▶ [Exercise task] Which rows in the entries below contain the word "line"? Copy each of those rows in full.
>> BEGIN Data for this exercise
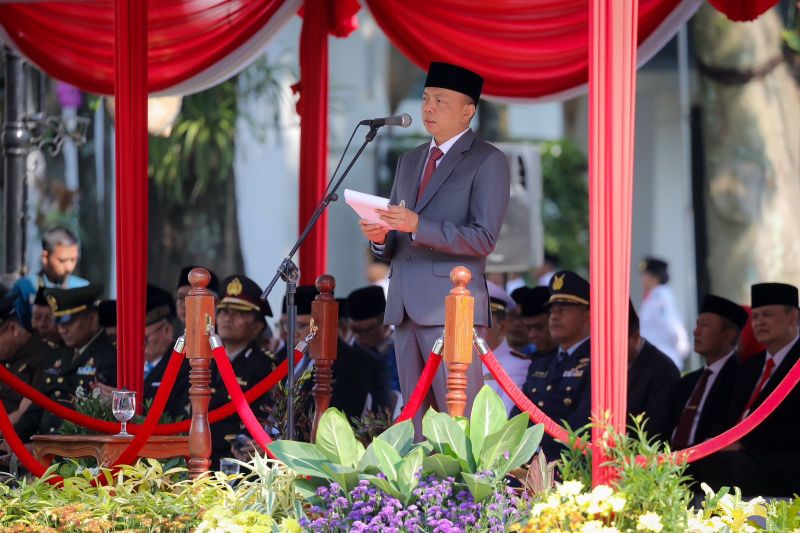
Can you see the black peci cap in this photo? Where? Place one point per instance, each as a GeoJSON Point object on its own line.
{"type": "Point", "coordinates": [455, 78]}
{"type": "Point", "coordinates": [567, 287]}
{"type": "Point", "coordinates": [66, 303]}
{"type": "Point", "coordinates": [762, 294]}
{"type": "Point", "coordinates": [366, 302]}
{"type": "Point", "coordinates": [534, 301]}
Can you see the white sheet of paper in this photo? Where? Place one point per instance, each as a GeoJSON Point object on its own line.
>> END Data for this exercise
▶ [Exercise response]
Can you see the black peci cap in this photo? Where? Place one point per instance, each as a GeoJSON Point object on its own line.
Can you see the white sheet of paper in this photo? Where? Place one point per instance, each as a GeoJSON Point object on its own line.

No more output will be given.